> [Given instruction]: Please retype the stretch of rows from the line containing "Practice step: find the information" through the end of the rows, both ends included, without any changes.

> [Data for this exercise]:
* * *

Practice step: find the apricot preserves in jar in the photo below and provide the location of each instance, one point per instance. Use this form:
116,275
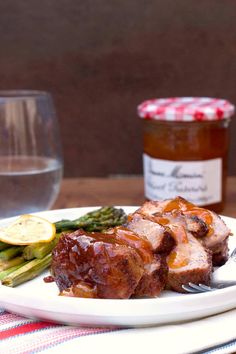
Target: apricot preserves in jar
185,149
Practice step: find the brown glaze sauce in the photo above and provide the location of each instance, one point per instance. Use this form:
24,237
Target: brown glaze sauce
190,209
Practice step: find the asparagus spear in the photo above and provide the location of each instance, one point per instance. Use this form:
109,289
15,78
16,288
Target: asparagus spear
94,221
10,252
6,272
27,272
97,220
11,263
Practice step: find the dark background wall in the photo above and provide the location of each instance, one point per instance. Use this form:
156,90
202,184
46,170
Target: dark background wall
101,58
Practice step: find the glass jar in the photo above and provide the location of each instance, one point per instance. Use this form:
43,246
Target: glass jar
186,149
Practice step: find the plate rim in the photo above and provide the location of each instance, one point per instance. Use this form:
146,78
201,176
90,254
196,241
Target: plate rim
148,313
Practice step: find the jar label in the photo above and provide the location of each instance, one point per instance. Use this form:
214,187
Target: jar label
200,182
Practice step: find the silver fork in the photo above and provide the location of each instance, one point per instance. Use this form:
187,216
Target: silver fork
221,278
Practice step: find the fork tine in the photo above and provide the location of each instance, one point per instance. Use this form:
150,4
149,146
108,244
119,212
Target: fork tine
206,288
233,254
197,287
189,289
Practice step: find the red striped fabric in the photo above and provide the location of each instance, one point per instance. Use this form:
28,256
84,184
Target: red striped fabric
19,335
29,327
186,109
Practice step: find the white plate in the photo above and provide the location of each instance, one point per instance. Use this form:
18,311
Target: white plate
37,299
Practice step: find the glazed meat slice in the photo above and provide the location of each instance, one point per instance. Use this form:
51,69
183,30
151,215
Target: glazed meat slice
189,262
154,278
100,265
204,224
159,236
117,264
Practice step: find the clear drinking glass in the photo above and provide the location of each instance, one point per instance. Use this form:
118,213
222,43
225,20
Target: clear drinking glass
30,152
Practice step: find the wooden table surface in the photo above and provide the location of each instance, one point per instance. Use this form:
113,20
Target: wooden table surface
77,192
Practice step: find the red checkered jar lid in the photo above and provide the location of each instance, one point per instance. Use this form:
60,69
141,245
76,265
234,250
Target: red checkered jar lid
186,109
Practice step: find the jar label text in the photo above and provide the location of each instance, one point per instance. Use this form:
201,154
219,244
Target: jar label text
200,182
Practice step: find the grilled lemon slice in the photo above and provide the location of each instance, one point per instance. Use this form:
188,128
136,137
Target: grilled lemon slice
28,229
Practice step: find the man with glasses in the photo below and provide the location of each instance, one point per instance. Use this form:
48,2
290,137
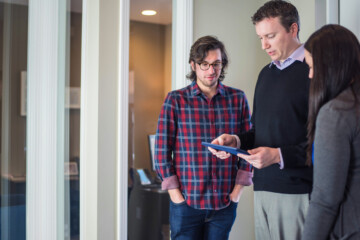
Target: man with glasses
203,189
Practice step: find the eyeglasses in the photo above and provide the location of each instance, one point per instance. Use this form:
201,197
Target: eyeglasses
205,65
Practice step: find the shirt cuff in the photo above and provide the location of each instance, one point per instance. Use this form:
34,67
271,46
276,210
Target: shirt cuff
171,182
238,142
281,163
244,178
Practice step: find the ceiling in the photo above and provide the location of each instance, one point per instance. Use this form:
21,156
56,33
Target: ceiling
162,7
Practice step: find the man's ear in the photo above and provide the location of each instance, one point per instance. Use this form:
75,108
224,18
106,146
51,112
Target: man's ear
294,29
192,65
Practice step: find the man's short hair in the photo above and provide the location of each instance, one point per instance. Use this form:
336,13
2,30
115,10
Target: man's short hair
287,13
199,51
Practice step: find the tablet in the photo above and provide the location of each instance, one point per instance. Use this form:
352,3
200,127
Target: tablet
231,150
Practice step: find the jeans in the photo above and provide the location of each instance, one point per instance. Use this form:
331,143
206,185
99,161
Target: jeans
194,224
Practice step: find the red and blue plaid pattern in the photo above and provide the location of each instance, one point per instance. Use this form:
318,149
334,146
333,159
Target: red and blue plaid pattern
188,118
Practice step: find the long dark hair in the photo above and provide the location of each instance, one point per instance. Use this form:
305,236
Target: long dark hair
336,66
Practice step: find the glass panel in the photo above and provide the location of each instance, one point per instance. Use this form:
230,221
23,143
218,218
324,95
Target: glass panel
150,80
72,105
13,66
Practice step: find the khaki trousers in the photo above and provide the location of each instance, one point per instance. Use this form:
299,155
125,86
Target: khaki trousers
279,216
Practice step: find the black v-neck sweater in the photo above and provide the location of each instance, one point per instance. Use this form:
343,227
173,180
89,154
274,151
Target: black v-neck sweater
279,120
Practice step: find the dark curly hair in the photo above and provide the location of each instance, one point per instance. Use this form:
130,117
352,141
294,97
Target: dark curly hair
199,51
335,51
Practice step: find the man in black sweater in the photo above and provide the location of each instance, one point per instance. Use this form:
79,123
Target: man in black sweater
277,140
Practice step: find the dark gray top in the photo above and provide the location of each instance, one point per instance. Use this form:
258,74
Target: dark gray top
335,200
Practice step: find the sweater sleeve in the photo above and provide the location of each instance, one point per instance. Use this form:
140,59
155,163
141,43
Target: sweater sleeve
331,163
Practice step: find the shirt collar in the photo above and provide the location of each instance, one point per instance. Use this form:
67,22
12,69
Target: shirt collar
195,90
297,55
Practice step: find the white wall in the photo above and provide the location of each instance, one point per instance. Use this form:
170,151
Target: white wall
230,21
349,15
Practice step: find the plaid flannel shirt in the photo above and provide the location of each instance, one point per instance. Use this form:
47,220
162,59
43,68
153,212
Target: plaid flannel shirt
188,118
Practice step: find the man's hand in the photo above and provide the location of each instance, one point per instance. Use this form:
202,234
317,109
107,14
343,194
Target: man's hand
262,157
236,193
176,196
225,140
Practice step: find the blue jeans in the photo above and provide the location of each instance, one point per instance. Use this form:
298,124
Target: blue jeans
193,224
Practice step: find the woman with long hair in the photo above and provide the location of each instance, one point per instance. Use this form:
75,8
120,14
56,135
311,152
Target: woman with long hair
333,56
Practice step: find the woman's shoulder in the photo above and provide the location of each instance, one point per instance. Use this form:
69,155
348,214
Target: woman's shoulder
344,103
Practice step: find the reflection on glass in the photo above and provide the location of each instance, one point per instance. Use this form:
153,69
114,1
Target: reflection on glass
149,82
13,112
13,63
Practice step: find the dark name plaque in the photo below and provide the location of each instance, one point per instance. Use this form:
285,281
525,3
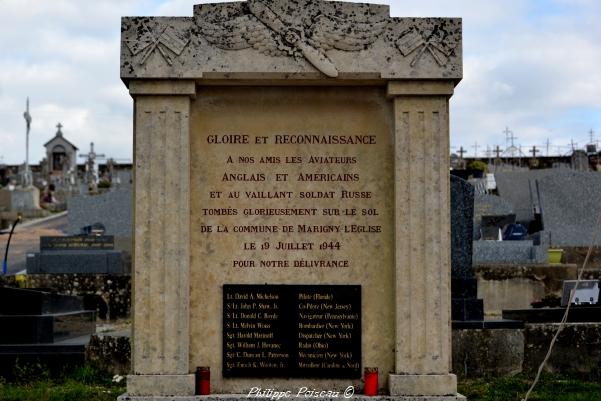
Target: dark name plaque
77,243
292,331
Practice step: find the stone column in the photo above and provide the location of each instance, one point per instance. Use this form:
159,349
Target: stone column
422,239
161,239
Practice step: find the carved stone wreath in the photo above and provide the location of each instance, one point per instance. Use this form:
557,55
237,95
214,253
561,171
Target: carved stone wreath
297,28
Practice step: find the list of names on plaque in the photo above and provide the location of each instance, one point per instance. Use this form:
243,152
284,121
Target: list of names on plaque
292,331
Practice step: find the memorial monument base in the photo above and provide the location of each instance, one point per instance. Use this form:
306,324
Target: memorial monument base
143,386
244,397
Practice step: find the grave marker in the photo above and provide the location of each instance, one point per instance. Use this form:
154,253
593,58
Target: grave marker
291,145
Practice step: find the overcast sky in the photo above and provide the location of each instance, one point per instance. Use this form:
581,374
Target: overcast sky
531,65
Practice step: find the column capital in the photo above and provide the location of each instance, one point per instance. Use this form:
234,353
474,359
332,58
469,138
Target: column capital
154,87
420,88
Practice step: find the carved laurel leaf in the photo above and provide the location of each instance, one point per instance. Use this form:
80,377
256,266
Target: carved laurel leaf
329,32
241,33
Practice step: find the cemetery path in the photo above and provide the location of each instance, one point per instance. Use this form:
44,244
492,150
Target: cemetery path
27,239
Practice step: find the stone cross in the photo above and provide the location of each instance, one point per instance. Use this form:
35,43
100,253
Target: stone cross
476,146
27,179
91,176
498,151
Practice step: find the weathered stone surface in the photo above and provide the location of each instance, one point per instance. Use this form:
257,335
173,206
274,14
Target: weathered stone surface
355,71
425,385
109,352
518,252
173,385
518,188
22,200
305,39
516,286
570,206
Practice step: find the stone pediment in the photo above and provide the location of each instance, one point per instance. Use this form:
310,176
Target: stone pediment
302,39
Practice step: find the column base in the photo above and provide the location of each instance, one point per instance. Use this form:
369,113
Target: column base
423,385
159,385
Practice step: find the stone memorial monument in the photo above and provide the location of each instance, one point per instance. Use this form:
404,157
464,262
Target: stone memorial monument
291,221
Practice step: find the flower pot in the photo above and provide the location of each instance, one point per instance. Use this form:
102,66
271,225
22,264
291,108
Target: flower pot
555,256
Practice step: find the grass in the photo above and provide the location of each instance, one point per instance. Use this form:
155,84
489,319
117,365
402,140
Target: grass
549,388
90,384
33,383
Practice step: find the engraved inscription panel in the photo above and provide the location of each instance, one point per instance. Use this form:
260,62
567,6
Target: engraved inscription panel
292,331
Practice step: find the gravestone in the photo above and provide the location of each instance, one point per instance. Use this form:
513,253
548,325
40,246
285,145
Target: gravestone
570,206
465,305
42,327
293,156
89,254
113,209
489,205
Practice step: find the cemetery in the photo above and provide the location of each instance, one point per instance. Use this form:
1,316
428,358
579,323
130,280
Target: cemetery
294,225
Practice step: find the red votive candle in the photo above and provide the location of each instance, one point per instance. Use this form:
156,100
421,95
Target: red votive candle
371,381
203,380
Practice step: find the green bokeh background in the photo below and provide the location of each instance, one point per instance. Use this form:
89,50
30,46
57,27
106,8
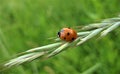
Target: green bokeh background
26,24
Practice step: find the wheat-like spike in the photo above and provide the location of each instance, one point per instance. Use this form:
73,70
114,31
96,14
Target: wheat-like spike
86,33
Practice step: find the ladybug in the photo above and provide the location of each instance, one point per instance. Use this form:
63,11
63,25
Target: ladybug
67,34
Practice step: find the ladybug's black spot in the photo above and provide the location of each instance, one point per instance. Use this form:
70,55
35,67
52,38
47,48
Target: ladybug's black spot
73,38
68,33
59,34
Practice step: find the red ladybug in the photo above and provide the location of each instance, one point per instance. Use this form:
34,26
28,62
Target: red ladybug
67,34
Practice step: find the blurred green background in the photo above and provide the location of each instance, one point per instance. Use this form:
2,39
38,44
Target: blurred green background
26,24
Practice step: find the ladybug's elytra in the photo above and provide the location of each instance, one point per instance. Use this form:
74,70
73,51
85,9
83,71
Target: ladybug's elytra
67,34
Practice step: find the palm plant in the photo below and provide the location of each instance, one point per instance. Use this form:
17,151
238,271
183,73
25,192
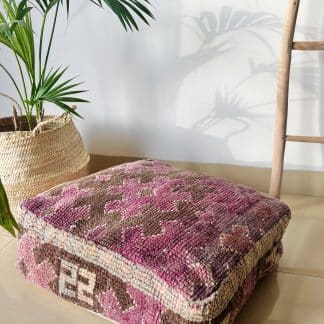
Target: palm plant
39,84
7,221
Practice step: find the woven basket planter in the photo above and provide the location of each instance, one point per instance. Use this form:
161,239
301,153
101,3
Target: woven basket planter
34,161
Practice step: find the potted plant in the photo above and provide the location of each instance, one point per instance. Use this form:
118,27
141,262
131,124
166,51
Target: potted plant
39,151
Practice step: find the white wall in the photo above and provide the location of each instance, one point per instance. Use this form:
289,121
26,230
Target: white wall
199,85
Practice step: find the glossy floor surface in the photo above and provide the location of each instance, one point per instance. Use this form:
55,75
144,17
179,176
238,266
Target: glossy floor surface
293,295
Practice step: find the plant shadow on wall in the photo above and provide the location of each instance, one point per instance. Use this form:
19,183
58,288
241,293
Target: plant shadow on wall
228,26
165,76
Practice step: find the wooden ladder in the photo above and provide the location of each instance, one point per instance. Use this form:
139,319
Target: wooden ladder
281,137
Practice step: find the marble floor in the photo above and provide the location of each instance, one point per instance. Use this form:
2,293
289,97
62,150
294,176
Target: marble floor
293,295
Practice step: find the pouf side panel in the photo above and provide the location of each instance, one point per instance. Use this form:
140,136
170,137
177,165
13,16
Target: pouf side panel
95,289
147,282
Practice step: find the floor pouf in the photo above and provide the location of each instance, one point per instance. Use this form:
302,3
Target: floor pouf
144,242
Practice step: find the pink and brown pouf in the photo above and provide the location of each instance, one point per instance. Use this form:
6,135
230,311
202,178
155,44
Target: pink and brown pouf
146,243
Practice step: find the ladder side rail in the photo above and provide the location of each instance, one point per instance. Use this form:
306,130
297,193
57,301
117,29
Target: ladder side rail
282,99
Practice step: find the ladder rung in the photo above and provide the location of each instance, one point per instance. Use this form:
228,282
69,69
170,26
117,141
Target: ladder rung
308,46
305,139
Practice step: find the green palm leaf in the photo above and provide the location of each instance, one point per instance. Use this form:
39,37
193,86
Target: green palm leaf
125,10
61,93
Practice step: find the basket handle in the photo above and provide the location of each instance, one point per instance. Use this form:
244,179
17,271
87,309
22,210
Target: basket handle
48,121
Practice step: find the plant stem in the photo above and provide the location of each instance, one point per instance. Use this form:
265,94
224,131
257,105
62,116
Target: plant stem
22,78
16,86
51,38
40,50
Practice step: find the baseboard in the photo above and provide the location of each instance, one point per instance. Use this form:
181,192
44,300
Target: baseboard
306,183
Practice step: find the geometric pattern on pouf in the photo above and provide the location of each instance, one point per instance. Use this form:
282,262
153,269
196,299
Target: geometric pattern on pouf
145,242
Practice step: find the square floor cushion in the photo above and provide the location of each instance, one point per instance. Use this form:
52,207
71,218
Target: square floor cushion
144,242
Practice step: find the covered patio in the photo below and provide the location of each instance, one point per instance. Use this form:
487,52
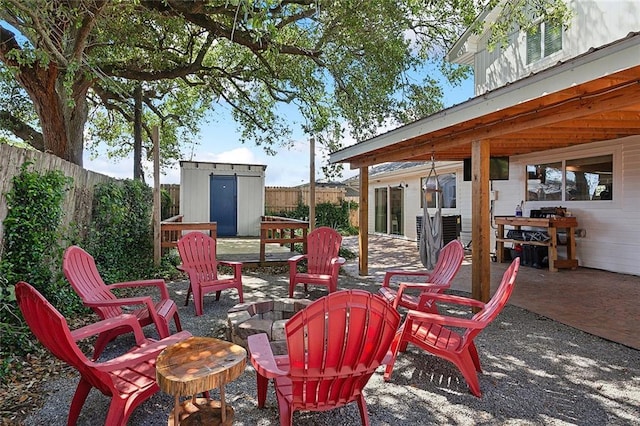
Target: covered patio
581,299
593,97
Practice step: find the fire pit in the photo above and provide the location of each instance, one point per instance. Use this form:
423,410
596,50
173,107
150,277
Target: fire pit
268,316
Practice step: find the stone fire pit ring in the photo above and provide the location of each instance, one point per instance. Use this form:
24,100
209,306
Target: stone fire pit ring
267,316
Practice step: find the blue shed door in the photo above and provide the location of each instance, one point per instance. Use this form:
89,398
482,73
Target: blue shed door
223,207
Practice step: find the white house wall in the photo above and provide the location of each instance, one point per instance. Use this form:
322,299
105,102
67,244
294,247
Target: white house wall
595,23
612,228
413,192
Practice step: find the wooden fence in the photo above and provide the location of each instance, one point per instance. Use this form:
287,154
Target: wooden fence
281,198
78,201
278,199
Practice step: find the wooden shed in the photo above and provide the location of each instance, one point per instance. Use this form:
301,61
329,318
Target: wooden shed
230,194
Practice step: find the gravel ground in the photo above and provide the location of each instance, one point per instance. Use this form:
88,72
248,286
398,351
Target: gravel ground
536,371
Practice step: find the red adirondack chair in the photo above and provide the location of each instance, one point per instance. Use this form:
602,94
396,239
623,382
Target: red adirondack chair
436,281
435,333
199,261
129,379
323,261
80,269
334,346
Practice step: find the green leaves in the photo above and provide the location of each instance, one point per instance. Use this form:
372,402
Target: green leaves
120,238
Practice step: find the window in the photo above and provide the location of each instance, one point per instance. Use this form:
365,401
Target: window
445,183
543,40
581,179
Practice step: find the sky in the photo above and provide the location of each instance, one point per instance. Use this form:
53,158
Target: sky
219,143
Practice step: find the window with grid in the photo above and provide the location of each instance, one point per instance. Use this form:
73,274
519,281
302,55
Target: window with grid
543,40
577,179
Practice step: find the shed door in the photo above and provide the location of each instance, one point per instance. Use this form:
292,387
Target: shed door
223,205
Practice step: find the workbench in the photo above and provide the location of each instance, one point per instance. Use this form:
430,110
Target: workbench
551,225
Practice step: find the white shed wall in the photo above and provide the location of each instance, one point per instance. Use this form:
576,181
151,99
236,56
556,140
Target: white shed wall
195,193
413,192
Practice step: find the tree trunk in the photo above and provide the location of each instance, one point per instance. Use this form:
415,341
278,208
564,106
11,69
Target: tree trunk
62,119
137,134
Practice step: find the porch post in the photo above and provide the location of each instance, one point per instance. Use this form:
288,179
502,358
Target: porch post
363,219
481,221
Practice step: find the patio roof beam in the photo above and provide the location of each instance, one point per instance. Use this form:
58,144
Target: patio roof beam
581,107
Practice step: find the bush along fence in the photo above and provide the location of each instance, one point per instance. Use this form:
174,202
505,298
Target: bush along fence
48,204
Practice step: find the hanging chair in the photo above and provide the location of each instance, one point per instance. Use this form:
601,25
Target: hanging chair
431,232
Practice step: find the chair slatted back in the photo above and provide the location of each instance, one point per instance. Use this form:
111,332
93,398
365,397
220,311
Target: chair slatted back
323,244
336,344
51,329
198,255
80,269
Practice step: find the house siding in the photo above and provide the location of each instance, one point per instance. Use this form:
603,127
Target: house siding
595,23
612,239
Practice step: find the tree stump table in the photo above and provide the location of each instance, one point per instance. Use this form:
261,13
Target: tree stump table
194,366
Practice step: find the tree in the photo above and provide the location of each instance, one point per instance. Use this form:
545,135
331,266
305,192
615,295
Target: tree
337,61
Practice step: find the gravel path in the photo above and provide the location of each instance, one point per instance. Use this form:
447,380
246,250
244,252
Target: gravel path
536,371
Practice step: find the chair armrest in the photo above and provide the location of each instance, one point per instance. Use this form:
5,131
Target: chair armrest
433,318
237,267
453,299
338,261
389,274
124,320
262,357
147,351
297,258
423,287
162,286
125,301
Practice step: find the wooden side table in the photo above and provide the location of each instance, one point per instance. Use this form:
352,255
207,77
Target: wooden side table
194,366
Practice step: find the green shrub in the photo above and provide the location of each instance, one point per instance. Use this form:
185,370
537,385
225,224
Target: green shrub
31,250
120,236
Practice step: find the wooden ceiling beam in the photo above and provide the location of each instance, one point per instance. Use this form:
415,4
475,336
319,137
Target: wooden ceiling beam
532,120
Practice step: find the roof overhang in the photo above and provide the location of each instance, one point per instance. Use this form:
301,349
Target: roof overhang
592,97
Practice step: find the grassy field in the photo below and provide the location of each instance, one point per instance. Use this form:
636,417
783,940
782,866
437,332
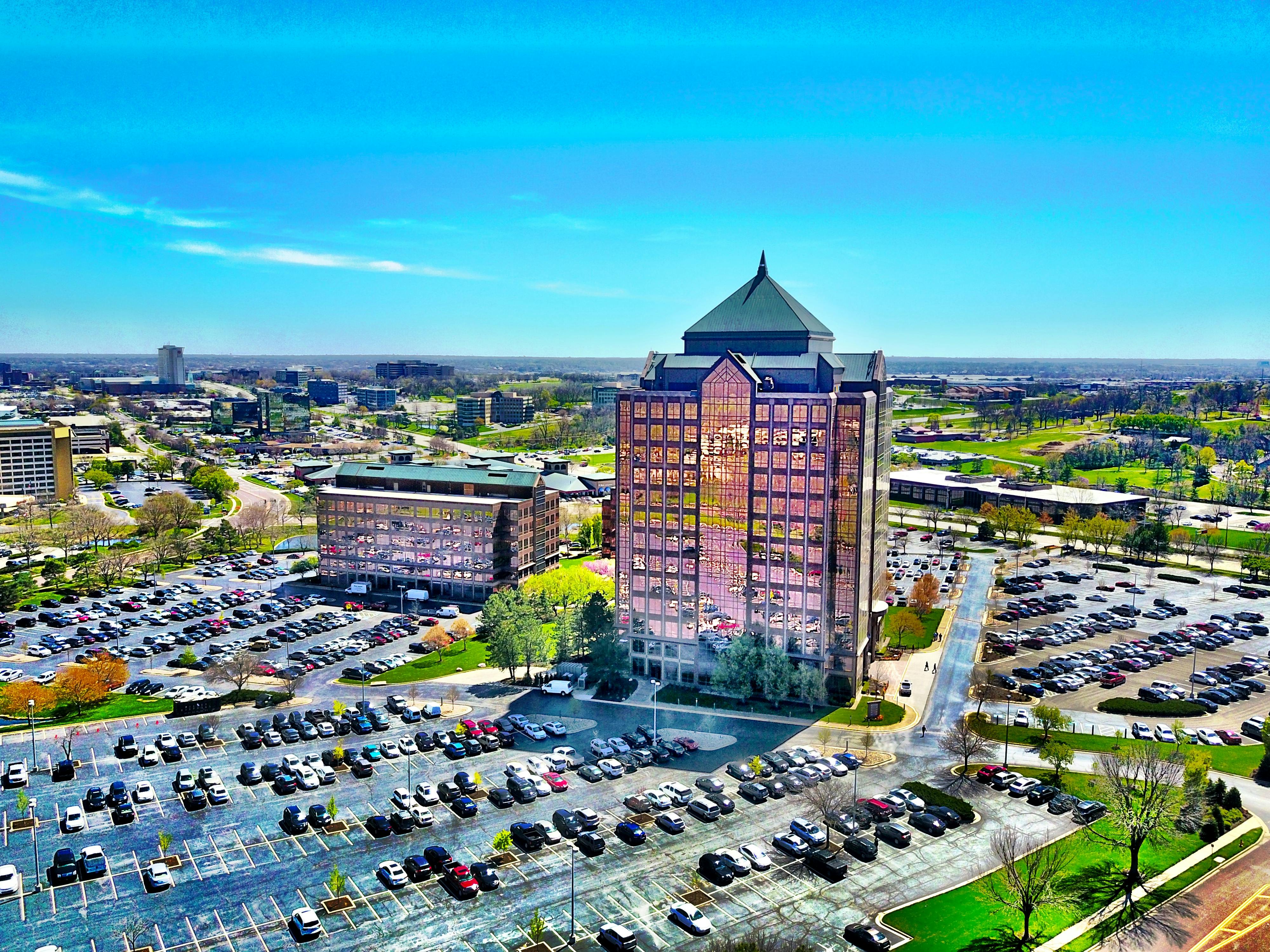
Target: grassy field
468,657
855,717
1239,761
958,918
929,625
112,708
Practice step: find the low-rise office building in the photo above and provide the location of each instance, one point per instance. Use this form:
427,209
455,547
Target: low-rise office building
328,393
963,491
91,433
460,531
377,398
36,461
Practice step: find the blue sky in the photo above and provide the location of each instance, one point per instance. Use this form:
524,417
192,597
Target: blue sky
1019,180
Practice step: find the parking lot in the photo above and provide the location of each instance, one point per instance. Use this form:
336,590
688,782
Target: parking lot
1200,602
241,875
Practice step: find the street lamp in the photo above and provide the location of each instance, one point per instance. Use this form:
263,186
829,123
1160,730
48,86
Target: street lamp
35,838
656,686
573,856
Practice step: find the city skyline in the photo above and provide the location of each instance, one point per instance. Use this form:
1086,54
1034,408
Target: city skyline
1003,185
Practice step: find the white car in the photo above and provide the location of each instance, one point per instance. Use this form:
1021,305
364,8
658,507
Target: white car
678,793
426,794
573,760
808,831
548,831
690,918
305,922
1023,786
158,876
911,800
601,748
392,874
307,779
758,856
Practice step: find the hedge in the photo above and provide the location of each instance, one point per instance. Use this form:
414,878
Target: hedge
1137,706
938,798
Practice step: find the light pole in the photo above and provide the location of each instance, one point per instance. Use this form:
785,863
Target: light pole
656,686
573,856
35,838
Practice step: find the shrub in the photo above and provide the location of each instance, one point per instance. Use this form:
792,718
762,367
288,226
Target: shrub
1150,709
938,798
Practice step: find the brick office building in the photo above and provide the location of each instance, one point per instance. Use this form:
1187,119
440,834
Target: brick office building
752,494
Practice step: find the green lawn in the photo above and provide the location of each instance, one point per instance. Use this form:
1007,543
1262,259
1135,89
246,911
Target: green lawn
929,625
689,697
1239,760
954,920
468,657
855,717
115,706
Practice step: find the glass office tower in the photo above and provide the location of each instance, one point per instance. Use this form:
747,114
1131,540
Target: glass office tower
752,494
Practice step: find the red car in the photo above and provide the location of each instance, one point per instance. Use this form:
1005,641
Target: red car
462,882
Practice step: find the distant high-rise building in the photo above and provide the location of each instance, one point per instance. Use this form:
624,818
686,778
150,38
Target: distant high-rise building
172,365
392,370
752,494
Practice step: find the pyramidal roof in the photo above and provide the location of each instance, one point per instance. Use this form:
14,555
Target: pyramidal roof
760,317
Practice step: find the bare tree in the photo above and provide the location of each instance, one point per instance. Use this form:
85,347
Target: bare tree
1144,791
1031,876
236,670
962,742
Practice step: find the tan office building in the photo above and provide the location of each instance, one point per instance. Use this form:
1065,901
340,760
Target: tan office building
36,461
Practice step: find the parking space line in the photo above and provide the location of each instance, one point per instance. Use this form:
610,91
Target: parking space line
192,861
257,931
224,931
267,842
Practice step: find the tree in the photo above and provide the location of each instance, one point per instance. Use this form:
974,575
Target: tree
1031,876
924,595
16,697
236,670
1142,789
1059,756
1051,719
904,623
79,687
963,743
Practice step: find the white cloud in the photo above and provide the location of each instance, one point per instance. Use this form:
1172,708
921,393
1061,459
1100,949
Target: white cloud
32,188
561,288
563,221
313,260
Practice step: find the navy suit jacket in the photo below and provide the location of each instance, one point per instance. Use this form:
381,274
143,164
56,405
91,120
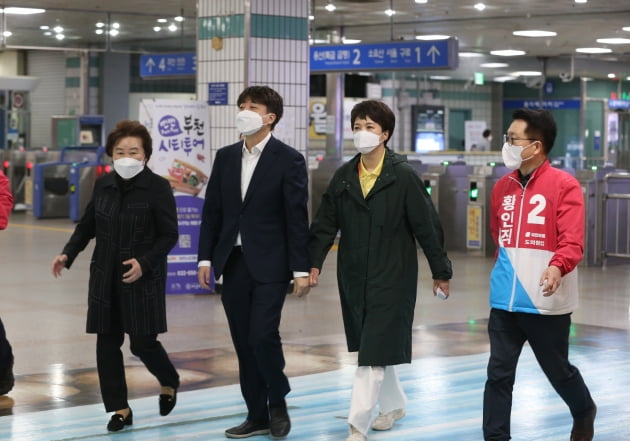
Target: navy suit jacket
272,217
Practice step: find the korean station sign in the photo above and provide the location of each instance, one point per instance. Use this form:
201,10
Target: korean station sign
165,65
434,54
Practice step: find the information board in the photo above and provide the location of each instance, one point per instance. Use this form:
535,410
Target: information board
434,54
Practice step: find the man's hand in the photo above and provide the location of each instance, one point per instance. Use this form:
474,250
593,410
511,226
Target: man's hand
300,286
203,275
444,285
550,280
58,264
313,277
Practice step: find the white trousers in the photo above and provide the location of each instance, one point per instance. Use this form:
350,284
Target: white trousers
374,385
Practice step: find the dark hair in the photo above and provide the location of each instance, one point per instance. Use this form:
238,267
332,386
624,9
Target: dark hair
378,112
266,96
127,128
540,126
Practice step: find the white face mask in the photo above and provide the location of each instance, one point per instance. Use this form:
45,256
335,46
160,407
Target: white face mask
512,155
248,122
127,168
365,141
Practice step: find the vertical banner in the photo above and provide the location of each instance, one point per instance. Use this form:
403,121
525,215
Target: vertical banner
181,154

* * *

> [Correct result]:
Practice step: find the information board in the photo above and provide the location of each instance, one point per instance. Use this form:
535,410
Target: information board
434,54
Practice step: find the man's hand in the photo above and provide the location of each instance, one point per instance. Use this form:
474,250
593,410
511,226
Target: man's hand
300,286
203,275
444,285
550,280
58,264
313,277
Practice step: find the white trousers in the photo above and provide the location of each instance, one point per instance. Use this form:
350,284
Target: white trousers
374,385
Practice step: find the dark hair in the photo above and provide the location of each instance, one point per instance. Use this form:
238,267
332,386
624,9
Target: dark hair
378,112
266,96
127,128
540,126
Practice step: find the white face mask in the photo above and provide the location of each instance, one point per instance. Use this form:
45,256
335,46
160,407
Target: white face mask
512,155
248,122
127,168
365,141
Practice step: find the vertical banner in the photo above and provide the location of each instance, one point per instance. Use this form:
403,121
525,215
Target: vertical banner
181,154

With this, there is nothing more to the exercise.